> **WORK TO BE COMPLETED**
Please print every one of the records below word for word, leaving the pictures out.

> **DATA SUPPLIED**
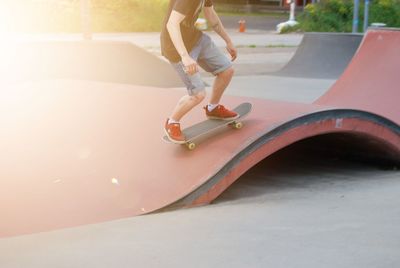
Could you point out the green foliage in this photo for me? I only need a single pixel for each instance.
(337, 15)
(385, 11)
(327, 16)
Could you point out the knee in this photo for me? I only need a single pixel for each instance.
(199, 97)
(228, 72)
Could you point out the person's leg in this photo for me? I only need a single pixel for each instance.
(214, 61)
(185, 104)
(221, 82)
(196, 93)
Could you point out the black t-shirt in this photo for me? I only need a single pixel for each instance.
(190, 35)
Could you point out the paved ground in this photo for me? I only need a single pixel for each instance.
(295, 209)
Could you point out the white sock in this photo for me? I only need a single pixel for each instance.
(172, 121)
(211, 107)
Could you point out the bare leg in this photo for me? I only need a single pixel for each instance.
(185, 104)
(221, 82)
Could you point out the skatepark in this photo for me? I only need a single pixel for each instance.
(310, 181)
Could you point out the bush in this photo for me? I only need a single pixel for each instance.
(337, 15)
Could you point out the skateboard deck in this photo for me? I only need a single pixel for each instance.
(209, 125)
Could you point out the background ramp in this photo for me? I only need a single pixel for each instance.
(117, 62)
(80, 152)
(321, 55)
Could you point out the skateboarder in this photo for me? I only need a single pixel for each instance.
(187, 48)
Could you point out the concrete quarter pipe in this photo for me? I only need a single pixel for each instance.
(322, 55)
(80, 152)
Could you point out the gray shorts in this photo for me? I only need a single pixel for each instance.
(209, 57)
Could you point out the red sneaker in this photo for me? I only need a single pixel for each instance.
(220, 112)
(174, 132)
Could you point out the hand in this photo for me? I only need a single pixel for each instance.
(190, 65)
(232, 51)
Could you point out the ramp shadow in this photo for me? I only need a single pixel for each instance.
(314, 165)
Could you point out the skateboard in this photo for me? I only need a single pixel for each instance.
(196, 131)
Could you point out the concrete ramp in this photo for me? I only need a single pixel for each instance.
(322, 55)
(116, 62)
(81, 152)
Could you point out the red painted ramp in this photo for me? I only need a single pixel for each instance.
(79, 152)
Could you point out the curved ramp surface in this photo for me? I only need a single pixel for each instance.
(78, 152)
(116, 62)
(322, 55)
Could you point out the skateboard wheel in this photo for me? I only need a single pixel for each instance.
(238, 125)
(191, 145)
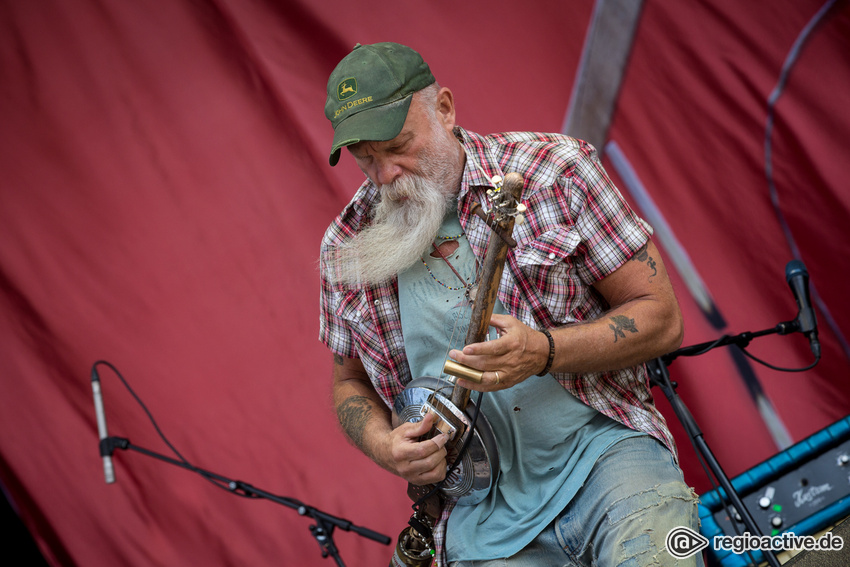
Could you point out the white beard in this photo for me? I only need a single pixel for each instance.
(410, 213)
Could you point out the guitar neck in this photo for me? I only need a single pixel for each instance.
(491, 276)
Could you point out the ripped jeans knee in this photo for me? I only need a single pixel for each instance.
(623, 513)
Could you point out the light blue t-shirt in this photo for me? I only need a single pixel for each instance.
(547, 439)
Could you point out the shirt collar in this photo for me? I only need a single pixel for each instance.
(478, 158)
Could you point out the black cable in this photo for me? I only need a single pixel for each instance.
(779, 368)
(224, 486)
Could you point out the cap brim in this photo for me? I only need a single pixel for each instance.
(375, 124)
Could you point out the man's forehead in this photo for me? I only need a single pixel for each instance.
(404, 136)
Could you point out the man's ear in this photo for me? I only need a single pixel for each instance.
(446, 108)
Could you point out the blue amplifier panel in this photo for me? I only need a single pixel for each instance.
(803, 490)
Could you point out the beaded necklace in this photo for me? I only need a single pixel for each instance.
(466, 284)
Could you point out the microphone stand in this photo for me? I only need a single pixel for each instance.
(659, 375)
(322, 530)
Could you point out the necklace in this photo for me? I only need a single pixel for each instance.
(466, 285)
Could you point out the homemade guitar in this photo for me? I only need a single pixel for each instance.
(472, 450)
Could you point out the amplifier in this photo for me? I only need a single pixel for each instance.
(804, 489)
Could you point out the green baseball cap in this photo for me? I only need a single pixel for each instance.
(363, 87)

> **RESULT OF THE EXERCISE**
Could you point out the green foliage in this photo for me? I only need a single pixel for each instance.
(337, 15)
(385, 11)
(327, 16)
Could you point out the knee in this photo for me? I only need a single pixel for each instance.
(199, 97)
(228, 72)
Could you point out the person's leg in this photo for me? I only need a single pixel for each instance.
(214, 61)
(185, 104)
(221, 82)
(196, 93)
Could you point out the black t-shirt in this photo for me? I only need a single pixel for each instance.
(190, 35)
Could you point out the paved ground in this photo for me? I only need a single pixel for each instance.
(295, 209)
Could you point out the white sock in this photo for me? I only need a single pixel for each instance.
(172, 121)
(211, 107)
Could you point out the bare leg in this photo for me? I only need a single pixel for each instance.
(185, 104)
(221, 82)
Could you point out the skatepark in this photo for me? I only need a single pixel for each instance.
(310, 181)
Could you point out the bush in this photo for me? I only need a single pixel for each instance.
(337, 15)
Could you point out the skateboard deck in this photo for me? I only need a single pixel for each instance.
(209, 125)
Could you point out the background ramp in this photo for me? I only need a single pixel for each instance.
(117, 62)
(80, 152)
(321, 55)
Could you point out the skateboarder in this photo for me? I only need a single pixel for each instance.
(187, 48)
Could you point out the concrete quarter pipe in this photo for me? I only need a single pixel for each instance.
(322, 55)
(80, 152)
Could you point out the gray shorts in this photo for me? I only need a single pixel for each instance.
(209, 57)
Could you point out the red sneaker in this photo for me? I only need a single pixel for each instance.
(220, 112)
(174, 132)
Could you point out the hand in this photo for me? I only need a single pixel for each instance.
(190, 65)
(232, 51)
Could you point out the ramp shadow in this photo for me? I only need a single pixel for each instance.
(314, 165)
Could you point out the skateboard in this photo for me? I only need a single pixel for each instance.
(196, 131)
Could you point out the concrete ramp in this photo for me? I only need a single pixel for each instance.
(322, 55)
(116, 62)
(81, 152)
Could you point out the red painted ramp in this photo for me? I only need a single pixel for each instance.
(79, 152)
Could you point out the curved ramp surface in this photo for me? I only need a single pixel for each instance.
(78, 152)
(116, 62)
(322, 55)
Could you point out the skateboard wheel in this photo for me? I only need a single pixel for each instance.
(238, 125)
(191, 145)
Could you point out the white beard in this photo for me? I only need a single pixel for each instance.
(410, 213)
Could you point out the guitar neck in this photo for me? I only need a single pixel for each instance.
(491, 276)
Could you point out the ripped jeans knee in this photo for me? I only need a single pixel for each instance.
(623, 513)
Could you point out the light blue t-shirt in this photo for me? I only need a single pixel for each instance.
(547, 439)
Could you point out the shirt collar in this photo for me? I only need a single pixel for each instance.
(478, 158)
Could you point out the black cable in this photo for me? I only need a single pixel for each instance.
(779, 368)
(224, 486)
Could you point out the cap brim in this photo for me? I only need a single pixel for each instance.
(375, 124)
Could you point out the man's forehead in this photo for me? I only need a single pixel for each instance.
(404, 136)
Could you point out the man's ear in this photo for me? I only need a single pixel for each instance.
(446, 108)
Could you point out the blue amplifier panel in this photo for me? I only need a single pixel for each instance.
(803, 490)
Could you point out the beaded necklace in this photo for me? I only need a single pixel for each instance.
(466, 284)
Could you point out the microphone stand in this photo for me? I only need a single pixel for each instance.
(659, 375)
(322, 530)
Could you point out the necklace in this photo for me? I only need a single pixel for each instance.
(466, 285)
Could you point out the homemade guitar in this photo for me? I only need a single pixel for each instance.
(472, 450)
Could you point out the amplifier in this photo for me? I only need a single pixel for each instance.
(804, 489)
Could you point out the green baseball cap in this photo for me? I only need a single pixel for each instance.
(363, 87)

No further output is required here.